#### Stated goal:
Put the lines below into a numbered list, skipping blank lines and leaving the pictures out.

#### Given records:
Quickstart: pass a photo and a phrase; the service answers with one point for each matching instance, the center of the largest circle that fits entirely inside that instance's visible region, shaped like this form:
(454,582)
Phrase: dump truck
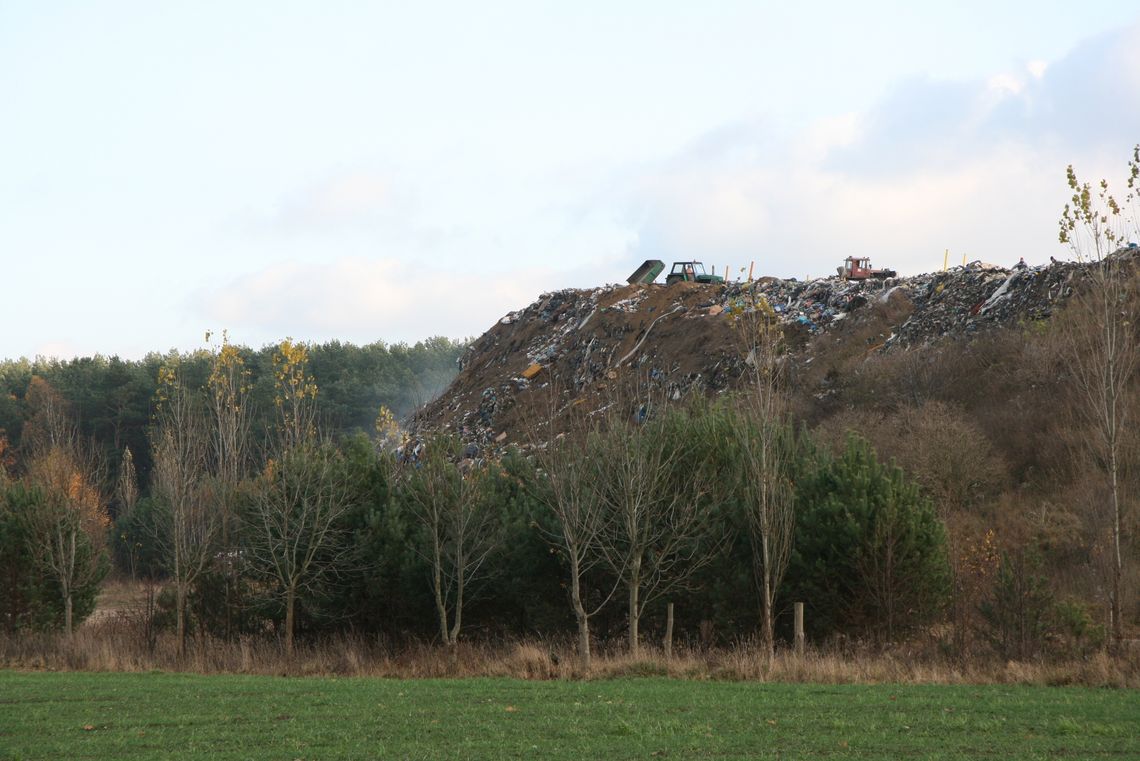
(858,268)
(690,272)
(646,272)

#### Solution to this exercise:
1. Quickstart: pass a photo and a phrase; the service answers with one point for each matching instance, the center of the largest circle that fits entirely inside that instance's visible region, shaped like this form:
2. (454,582)
3. Phrase: dump truck
4. (858,268)
5. (690,272)
6. (646,272)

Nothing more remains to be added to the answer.